* _Reading text_:
A little more on the anti G-20 actions in toronto

July 31, 2010 at 8:41 pm (Uncategorized)

While looking at Wikipedia a couple of days ago, I came across the term Confirmation Bias. In brief, the term refers to the notion that when people are forming an opinion, they tend to accept information from sources that confirm their already existing beliefs.

No real surprises there, but it’s useful to see how this plays out in terms of the anti-G20 actions in Toronto in June.  In the days and weeks after the events of June 26, a wide range of opinions and analyses have been offered to explain what happened, so, let’s take an example in relation to confirmation bias. 

At its heart, social democracy sees nothing beyond the capitalist state; a kindler, gentler capitalist state not obviously bound by market forces. Perhaps a Sweden with an even better welfare state…capitalism.  

Therefore, when they marched on June 26, the goal was to draw attention to all number of good causes, which in their opinion, can be , but currently aren’t, a priority for capital: Money spent on human needs not arms war greed etc.  As if capitalism really could make its decisions on those priorities. When the Black Bloc broke from the larger loosely social democratic march and violated the protocols by engaging in its conception of anti-capitalism, the social democrats saw this as endangering their arguments and recoiled, arguing that the police hadn’t done their job properly! (In a sense, they were right about message as the focus became the destruction of property. Unfortunately, the Black Bloc failed to articulate any alternatives beyond sloganeering)

* _Data extract_:
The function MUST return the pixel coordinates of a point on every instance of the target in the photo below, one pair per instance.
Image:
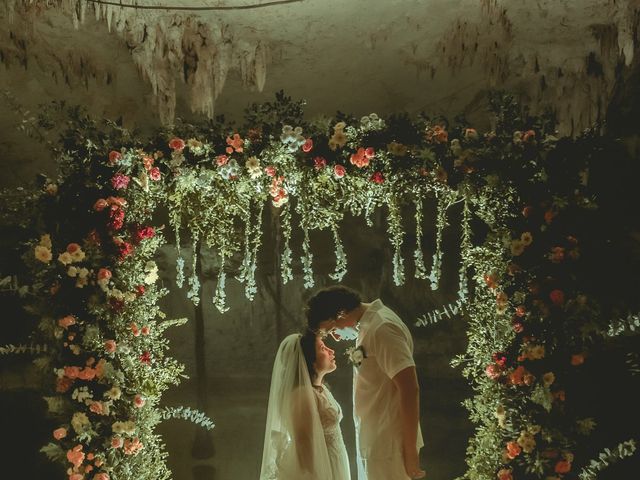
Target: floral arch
(94, 277)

* _Requirements_:
1 – Reproduce the part of the blog post on the Toronto G20 protests that opens with the words containing "July 31, 2010" and closes with "already existing beliefs.".
2 – List every proper name of a place, group, or website in the blog post on the Toronto G20 protests, giving each one only once.
3 – Carry the blog post on the Toronto G20 protests forward, starting after its final sentence.

* _Results by task_:
1 –
July 31, 2010 at 8:41 pm (Uncategorized)

While looking at Wikipedia a couple of days ago, I came across the term Confirmation Bias. In brief, the term refers to the notion that when people are forming an opinion, they tend to accept information from sources that confirm their already existing beliefs.

2 – G-20, Toronto, Wikipedia, Sweden, Black Bloc

3 –
Likewise, the Black Block supporters. I’ve read piece after piece by Black Block supporters arguing that there was class war in Toronto on June 26.  day. “G20 Capitalism is attacked in Toronto”  was the title of one blog post. It’s still unclear to me how smashing a few windows and burning a cop car or two is attacking capitalism, especially when some made the argument that the attacks were only against corporate targets – small and family businesses were spared, suggesting not all capitalism is evil. this might seem like splitting hairs, but it points to a larger problem in methodology.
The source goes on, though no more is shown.